▸ What to work on
[A] In the credit agreement recitals, what aggregate principal amount of 2023 Refinancing Term Loans is to be provided for the Existing 2020 Incremental Term Loans?
[B] Write the next passage of the credit agreement recitals, picking up after their final sentence.

▸ Selected extract

Begin

WHEREAS, each of the 2023 Refinancing Term Loan Lenders (as defined below) party hereto (including through its execution of that certain Lender New Commitment for Existing 2020 Incremental Term Lenders dated as of March 3, 2023 (the “Lender New Commitment”)) has agreed to provide Refinancing Term Loans (i) in respect of the Existing 2020 Incremental Term Loans in an aggregate principal amount equal to $33,475,000 (such Refinancing Term Loans, the “2023 Refinancing Term Loans”) and (ii) in the amount indicated for such 2023 Refinancing Term Loan Lender on Schedule I hereto, in accordance with the terms and conditions set forth herein and in the Credit Agreement; and

WHEREAS, the Borrower, Holdings, the Administrative Agent and the 2023 Refinancing Term Loan Lenders have agreed to amend the Credit Agreement as hereinafter set forth to provide for the consummation of the Refinancing Transactions.

End

▸ Data records

Begin

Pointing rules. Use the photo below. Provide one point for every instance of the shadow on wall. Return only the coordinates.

End
Begin

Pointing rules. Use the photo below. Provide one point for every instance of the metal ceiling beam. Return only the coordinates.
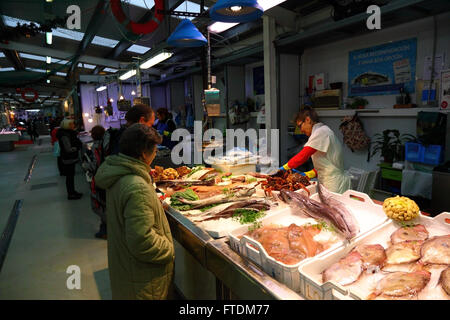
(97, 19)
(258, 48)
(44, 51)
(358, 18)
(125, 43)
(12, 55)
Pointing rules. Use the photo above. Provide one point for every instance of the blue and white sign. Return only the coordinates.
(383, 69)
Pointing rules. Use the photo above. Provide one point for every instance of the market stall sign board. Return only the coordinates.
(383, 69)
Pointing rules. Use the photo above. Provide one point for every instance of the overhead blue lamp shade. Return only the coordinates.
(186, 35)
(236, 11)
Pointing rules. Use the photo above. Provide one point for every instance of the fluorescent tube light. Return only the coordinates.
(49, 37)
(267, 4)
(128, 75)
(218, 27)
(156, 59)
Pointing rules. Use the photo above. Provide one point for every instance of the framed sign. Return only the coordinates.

End

▸ The responses
[A] $33,475,000

[B]
NOW, THEREFORE, in consideration of the premises and for other good and valuable consideration (the receipt and sufficiency of which are hereby acknowledged), the parties hereto hereby agree as follows:


SECTION 1. Refinancing Amendment No. 6 Effective Date Transactions.

(a) With effect from and including the Refinancing Amendment No. 6 Effective Date (as defined below), each Person identified on the signature pages hereof as a “2023 Refinancing Term Loan Lender” (each, a “2023 Refinancing Term Loan Lender”) shall become party to the Amended Credit Agreement as a “Term Loan Lender” and shall have a Term Loan Commitment in the amount set forth on Schedule I to this Agreement for such 2023 Refinancing Term Loan Lender (such Term Loan Commitment, a “2023 Refinancing Term Loan Commitment”) (subject to the terms of the cashless settlement letter of even date herewith between the Borrower and DIAMETER MASTER FUND LP (the “Cashless Settlement Letter”)) and shall have all of the rights and obligations of a “Lender” and a “Term Loan Lender” under the Amended Credit Agreement and the other Credit Documents.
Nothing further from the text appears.